## [Tasks and exercises]
1. In the passage about the "Theatrical Currency" section, who was the main competition of the King's Men from 1600-1608?
2. Please carry the passage about the "Theatrical Currency" section forward with what comes next after its final sentence.

## Start Document section

The second section, "Theatrical Currency" interrogates our notions of "influence" and argues that our conception of quotation is insufficient to understand the strain of intertextuality central to the repertory theater system. Focusing on the close-knit and competitive character of the repertory theater, the chapters in this section illustrate the practice of inter-repertory borrowing, first from plays onstage, as in the case of city comedies, and second from recently printed playbooks of closet drama, where plays draw inspiration from recently printed copies of older drama. Chapter 3, "Tragedy Tomorrow, Comedy Tonight!: The Anti-Shakespearean Spirit of City Comedy," considers the drama produced for boys' companies (the main competition of the King's Men from 1600-1608) and illustrates how the genre of city comedy was shaped in reaction to dramatic conventions developed by Shakespeare and other senior playwrights. Using plays by Thomas Dekker, John Webster, Ben Jonson, and Middleton, I chronicle the boys' efforts to distinguish themselves through the incorporation, and parody, of dramatic styles and specific plays associated with the adult companies. Chapter 4, "Old Plays, New Sheets: Writing for Readers of Playbooks," presents three case studies of new plays with a telling subtext drawn from recently-reprinted older drama. It reads Middleton and William Rowley's The Changeling (1622) in relation to Othello and James Shirley's The Traitor (1631) and The Politician (1640) alongside Richard III and Richard II. It argues, more broadly, that writing for readers of playbooks produced drama that invites and rewards literary-critical engagement from its audience.

## End Document section
## Start Dataset entries

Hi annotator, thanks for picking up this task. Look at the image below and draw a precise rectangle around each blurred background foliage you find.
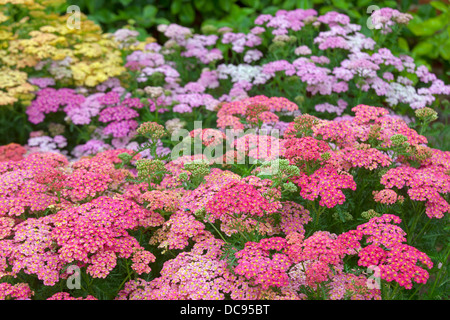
[64,0,450,82]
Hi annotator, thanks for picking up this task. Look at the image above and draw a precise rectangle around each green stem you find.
[429,249,450,297]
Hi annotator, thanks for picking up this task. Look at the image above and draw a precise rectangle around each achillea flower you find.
[49,196,164,278]
[47,292,97,300]
[292,166,356,208]
[136,122,166,141]
[140,190,181,213]
[380,166,450,219]
[205,182,279,219]
[0,282,34,300]
[278,201,312,235]
[372,189,405,205]
[149,210,206,252]
[283,137,331,168]
[334,144,392,170]
[0,143,27,162]
[234,237,292,290]
[217,95,298,129]
[189,128,226,147]
[328,273,381,300]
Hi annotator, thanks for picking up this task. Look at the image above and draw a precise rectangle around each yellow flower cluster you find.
[0,0,149,105]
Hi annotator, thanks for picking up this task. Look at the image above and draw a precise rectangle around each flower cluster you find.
[0,0,450,300]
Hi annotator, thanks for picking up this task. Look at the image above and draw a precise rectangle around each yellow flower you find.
[0,12,9,23]
[0,91,17,106]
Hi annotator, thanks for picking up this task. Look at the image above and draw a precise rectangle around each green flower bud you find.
[390,134,408,146]
[117,152,133,162]
[415,107,438,122]
[283,182,297,192]
[361,209,381,220]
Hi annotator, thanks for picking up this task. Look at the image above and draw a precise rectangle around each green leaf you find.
[297,0,313,9]
[356,0,373,8]
[398,37,409,52]
[142,4,158,19]
[439,40,450,60]
[408,14,448,36]
[333,0,349,10]
[170,0,182,15]
[430,1,448,12]
[412,42,434,56]
[219,0,233,12]
[180,3,195,25]
[119,0,133,7]
[194,0,207,12]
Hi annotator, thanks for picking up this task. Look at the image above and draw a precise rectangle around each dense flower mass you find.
[0,0,450,300]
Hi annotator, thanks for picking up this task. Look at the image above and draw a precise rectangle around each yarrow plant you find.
[0,0,450,300]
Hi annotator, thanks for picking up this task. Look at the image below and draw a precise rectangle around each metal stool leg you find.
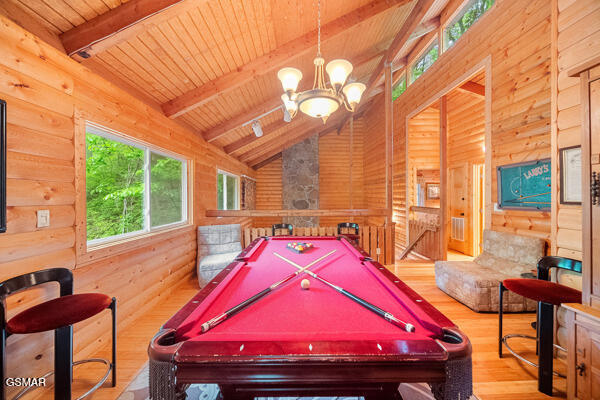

## End Dataset entries

## [Answers to the tasks]
1. The boys' companies.

2.
My third and final section synthesizes theatrical and textual approaches in its exploration of "The Currency of Theatrical Texts." The chapters in this section focus on the force exerted by the printed playbooks that continued to be read and circulated in the decades after their publication, particularly during the period when the theaters were closed. They explore, in the first instance, non-dramatic popular literature produced between 1640 and 1660 and, in the second, dramatic texts, old and new, circulating during the same period. Chapter 5, "The Company Plays Keep: The Theatrical Legacy in Non-Dramatic Popular Print," discusses the popular printed brethren of the playbook--newsbooks, speeches, and polemics--and demonstrates that on the side of both production and consumption plays kept company with texts that were explicitly political. Chapter 6, "Theater Without Theaters: Drama in Print, 1642-1660," analyzes drama written after the closure of the theaters and finds in the highly politicized, often anonymous "pamphlet plays" the preservation and invocation of popular theatrical tradition.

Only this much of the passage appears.